* **Prompt**:
Will you restate verbatim the lines running from the line with "For every instance of the teal" to the end of the data, leaving out everything else?

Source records
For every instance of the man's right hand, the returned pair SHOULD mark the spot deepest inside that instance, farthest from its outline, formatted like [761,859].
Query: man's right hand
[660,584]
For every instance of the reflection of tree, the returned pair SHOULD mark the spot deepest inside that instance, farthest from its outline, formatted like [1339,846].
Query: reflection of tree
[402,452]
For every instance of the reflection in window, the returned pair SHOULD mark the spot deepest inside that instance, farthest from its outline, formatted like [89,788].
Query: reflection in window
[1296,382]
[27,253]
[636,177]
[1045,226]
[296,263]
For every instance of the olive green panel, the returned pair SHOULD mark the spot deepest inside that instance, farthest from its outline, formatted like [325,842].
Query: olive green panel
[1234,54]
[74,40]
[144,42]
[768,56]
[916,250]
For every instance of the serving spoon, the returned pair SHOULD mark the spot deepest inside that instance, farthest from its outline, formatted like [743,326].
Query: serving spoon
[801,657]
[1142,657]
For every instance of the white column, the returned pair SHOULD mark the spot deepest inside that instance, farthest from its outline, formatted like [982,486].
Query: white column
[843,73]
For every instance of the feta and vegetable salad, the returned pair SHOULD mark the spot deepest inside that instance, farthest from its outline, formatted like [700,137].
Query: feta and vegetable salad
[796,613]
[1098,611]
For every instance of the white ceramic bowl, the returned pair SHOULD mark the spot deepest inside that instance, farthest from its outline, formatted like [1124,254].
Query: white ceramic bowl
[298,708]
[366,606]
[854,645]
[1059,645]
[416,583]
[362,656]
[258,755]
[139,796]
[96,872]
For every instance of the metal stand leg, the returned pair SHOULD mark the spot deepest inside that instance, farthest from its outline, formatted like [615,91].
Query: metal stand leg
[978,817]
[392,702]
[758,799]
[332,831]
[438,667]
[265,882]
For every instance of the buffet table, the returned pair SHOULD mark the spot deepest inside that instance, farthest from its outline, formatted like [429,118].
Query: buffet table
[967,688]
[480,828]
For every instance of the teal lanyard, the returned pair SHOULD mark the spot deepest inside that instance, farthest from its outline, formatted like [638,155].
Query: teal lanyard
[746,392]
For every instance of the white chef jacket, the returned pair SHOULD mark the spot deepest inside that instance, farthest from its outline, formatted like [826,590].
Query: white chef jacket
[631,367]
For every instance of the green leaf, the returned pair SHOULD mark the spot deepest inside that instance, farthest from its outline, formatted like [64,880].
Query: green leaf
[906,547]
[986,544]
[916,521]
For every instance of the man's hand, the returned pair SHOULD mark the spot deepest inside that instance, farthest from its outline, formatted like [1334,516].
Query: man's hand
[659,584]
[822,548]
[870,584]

* **Exercise result**:
For every instance of the teal lanyard, the returned pair SHOULD mark the spot deepest inside that instance, farthest from its outline, formatted like [638,155].
Query: teal lanyard
[746,392]
For every instance of the white chef jacket, the returned pair SHOULD mark the spot deepest inside that instance, farthest from its outline, formatted like [826,590].
Query: white chef jacket
[631,367]
For every instance of the green leaf, the returned pair SHOULD mark the spot deepest inside that instance, farthest from its outline, formatted like [64,880].
Query: green leaf
[906,547]
[986,544]
[916,521]
For every instance of the man's hand, the returned pair SHOULD mark the spot deepest inside that instance, farthest from its outline, formatted like [1334,516].
Query: man's hand
[659,584]
[822,548]
[870,584]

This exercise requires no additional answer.